▸ Assignment 1:
In the text on Pete Townshend's Audible release, how many favorite tracks does Townshend remake for the project?
▸ Assignment 2:
Carry on the text on Pete Townshend's Audible release from its last sentence.

▸ Document excerpt:
________________

Who’s introspective? Pete Townshend is, in a new two-hour release from Audible that is effectively a casual audio sequel to his formal autobiography, 2012’s “Who I Am.” The part-talking, part-rocking project, “Somebody Saved Me,” which came out Friday, is an Audible Original that’s essential listening for anyone who cares about the Who, which is a demographic that has a pretty substantial overlap with people who care about rock ‘n’ roll generally.
In the 27th installation of Audible’s laudable “Words + Music” series, the Who’s songwriter and guitarist goes deeper into what he calls the Who’s “middle age,” a period that’s bookended roughly by the death of drummer Keith Moon in 1978 on one end and the equally sudden passing of John Entwistle in 2002, a time frame he admits he didn’t deal with as much as he could have in his book. Townshend talks about the band’s on-again, off-again status in the wake of those tragedies and why he and singer Roger Daltrey ultimately carried on in both cases, even as the band’s main creative force has not been shy about sometimes preferring the less lucrative benefits of his solo career over dealing with the band legacy decades on. The audio mini-memoir — which also includes his present-day remakes of 10 favorite tracks from those years (including “Eminence Front,” “You Better You Bet” and “Let My Love Open the Door”) — concludes with Townshend weighing the current touring routine the band is settled into this year and sounding surprisingly at peace with the Who taking on an inspirational, valedictory role in 2022. (The link to hear the full two-hour Audible Original can be found here: audible/SomebodySavedMe.)
PvNew talked with Townshend about how and why he did the Audible Original, along with several of the subjects covered in the audio project, like what it means to age gracefully in a medium where fans now expect their heroes to rock, not die, after as well as before they’ve gotten old.
Did somebody at Audible have the concept to focus on a specific period in your and the Who’s career, or was it your thought that the late ’70s, ’80s and ’90s hadn’t been explored as much as you would have liked, or that fans would like to hear about?

________________

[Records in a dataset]
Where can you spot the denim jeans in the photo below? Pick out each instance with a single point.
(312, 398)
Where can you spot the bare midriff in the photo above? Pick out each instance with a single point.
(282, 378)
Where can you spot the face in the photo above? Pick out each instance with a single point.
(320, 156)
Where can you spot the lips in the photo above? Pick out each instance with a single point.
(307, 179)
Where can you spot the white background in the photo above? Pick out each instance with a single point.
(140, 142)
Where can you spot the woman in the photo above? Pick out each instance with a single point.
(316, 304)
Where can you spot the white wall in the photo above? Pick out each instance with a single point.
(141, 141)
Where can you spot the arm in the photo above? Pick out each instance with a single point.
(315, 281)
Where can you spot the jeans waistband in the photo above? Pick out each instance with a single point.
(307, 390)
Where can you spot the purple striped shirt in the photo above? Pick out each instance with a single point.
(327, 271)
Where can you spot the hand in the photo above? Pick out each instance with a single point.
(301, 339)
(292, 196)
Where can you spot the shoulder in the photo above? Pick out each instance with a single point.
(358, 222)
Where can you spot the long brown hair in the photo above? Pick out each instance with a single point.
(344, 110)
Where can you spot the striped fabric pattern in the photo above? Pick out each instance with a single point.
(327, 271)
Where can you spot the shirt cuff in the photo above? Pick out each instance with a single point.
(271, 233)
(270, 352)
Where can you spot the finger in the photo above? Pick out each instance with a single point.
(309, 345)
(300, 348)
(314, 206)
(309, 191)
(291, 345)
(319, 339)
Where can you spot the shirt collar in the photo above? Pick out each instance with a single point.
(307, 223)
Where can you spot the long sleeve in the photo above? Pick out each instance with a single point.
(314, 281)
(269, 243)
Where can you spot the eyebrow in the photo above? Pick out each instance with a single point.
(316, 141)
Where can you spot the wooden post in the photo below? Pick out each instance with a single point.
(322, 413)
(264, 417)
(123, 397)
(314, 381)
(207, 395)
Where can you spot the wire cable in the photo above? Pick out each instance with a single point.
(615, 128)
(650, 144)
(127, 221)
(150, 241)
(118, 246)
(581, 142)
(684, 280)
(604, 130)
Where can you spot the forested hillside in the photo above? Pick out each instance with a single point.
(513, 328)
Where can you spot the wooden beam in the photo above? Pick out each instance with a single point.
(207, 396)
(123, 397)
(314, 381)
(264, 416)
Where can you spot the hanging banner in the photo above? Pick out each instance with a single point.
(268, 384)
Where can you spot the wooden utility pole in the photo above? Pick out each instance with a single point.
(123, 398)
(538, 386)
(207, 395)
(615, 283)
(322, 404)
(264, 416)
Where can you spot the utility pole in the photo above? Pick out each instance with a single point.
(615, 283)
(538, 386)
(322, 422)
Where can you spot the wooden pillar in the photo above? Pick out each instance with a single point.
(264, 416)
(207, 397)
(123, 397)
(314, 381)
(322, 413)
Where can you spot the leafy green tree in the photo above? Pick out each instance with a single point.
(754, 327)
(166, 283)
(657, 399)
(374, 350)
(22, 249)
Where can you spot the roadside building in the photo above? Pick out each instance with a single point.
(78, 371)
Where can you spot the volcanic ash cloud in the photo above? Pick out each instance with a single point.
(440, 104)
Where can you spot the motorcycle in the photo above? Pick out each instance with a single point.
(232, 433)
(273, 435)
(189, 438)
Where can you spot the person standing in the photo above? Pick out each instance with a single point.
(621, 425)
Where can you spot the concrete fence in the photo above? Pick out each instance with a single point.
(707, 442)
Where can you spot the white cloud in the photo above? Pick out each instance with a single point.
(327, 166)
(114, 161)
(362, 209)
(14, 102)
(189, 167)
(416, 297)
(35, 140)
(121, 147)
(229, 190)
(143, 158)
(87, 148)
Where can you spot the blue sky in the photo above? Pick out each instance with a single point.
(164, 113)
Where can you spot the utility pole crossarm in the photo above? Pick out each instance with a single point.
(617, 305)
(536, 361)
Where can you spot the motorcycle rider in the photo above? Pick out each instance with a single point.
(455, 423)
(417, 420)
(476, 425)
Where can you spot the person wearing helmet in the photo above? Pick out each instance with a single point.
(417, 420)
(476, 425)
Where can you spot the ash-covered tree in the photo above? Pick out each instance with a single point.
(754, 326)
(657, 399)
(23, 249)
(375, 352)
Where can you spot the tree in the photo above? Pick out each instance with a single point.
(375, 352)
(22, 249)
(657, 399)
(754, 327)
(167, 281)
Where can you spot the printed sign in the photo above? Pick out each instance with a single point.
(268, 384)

________________

▸ Written answer 1:
Ten tracks from the period he discusses.

▸ Written answer 2:
When I spoke to Bill Flanagan, who I knew as a journalist and a producer for VH1 and MTV (and who interviewed Townshend for “Sombody Saved Me,” although his voice is not heard), he said that he wanted to look at the specific years when I was under extreme pressure. Because (starting in the late ’70s) I had two very, very lucrative deals — one with the Who, one solo — in which over five years I was supposed to produce seven albums. And bearing in mind that I’m not particularly prolific, and I like to record demos of every song I present to myself or to my producer or to Roger Daltrey, this was an impossible mission. And yet I signed both deals and proceeded ahead. And that was over ‘78, ‘79, ‘80 and ‘81. And at the end of ‘81, I was really in the depth of a massive personal crash. … It seemed to me like it was something that I’d touched on in my autobiography, but not to the extent that I spoke about (it here)… I thought it was a tricky period to talk about: the death of Keith Moon, the Cincinnati disaster (in which fans were killed trying to get into a Who concert in 1979), and the death of John Entwistle, because he went into decline, financially mainly, after that period.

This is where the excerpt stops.